STATED TASK =
Rewrite every line of the records below as a JSON list of strings, with one string per line and blank lines omitted.

DATA FOR THIS EXERCISE =
◇ ◇ ◇ ◇ ◇
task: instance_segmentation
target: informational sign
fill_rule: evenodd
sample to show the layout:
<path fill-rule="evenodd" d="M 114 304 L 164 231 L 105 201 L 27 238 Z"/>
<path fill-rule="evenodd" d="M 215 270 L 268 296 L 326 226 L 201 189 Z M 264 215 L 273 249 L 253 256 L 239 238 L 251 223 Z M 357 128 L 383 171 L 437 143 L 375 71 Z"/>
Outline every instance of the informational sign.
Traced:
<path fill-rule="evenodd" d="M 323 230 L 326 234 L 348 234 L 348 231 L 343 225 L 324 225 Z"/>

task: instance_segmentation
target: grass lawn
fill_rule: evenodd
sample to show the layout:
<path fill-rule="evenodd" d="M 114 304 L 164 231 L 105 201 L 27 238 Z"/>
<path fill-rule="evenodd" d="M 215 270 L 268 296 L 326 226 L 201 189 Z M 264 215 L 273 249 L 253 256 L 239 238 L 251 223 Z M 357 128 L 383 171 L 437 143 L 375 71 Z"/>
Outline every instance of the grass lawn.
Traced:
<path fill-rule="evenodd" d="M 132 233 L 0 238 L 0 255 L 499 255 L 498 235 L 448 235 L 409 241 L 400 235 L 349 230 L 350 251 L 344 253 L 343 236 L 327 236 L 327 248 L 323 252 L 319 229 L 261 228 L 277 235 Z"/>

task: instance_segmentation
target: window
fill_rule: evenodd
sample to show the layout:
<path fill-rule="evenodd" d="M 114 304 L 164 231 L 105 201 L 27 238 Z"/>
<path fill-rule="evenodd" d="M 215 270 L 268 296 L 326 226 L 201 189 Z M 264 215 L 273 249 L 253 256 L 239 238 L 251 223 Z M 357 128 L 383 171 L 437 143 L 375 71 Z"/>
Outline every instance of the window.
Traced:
◇ ◇ ◇ ◇ ◇
EXERCISE RESPONSE =
[
  "task: instance_segmentation",
  "target: informational sign",
  "fill_rule: evenodd",
  "sample to show the layout:",
  "<path fill-rule=\"evenodd\" d=\"M 114 304 L 164 231 L 105 201 L 27 238 Z\"/>",
  "<path fill-rule=\"evenodd\" d=\"M 215 270 L 268 296 L 326 226 L 201 189 Z M 264 215 L 273 249 L 253 256 L 239 238 L 251 223 Z M 357 128 L 383 171 L 437 143 L 375 71 Z\"/>",
  "Outline every instance of the informational sign.",
  "Traced:",
  "<path fill-rule=\"evenodd\" d=\"M 323 230 L 326 234 L 348 234 L 348 231 L 343 225 L 324 225 Z\"/>",
  "task: instance_segmentation",
  "target: grass lawn",
  "fill_rule: evenodd",
  "sample to show the layout:",
  "<path fill-rule=\"evenodd\" d=\"M 114 304 L 164 231 L 105 201 L 27 238 Z\"/>",
  "<path fill-rule=\"evenodd\" d=\"M 215 270 L 268 296 L 326 226 L 201 189 Z M 264 215 L 273 249 L 253 256 L 239 238 L 251 223 Z M 357 128 L 383 171 L 437 143 L 375 71 Z\"/>",
  "Outline every instance of the grass lawn.",
  "Traced:",
  "<path fill-rule=\"evenodd\" d=\"M 132 233 L 0 238 L 0 255 L 499 255 L 498 235 L 448 235 L 409 241 L 400 235 L 349 230 L 350 251 L 344 253 L 343 236 L 327 236 L 327 248 L 323 252 L 319 229 L 261 228 L 277 235 Z\"/>",
  "task: instance_segmentation",
  "target: window",
  "fill_rule: evenodd",
  "sample to show the layout:",
  "<path fill-rule=\"evenodd\" d=\"M 114 304 L 164 231 L 105 201 L 27 238 Z\"/>",
  "<path fill-rule=\"evenodd\" d=\"M 215 270 L 268 296 L 326 226 L 201 189 Z M 264 215 L 273 249 L 253 256 L 239 238 L 251 223 Z M 357 128 L 383 171 L 437 143 L 375 71 Z\"/>",
  "Outline every instance of the window.",
  "Traced:"
]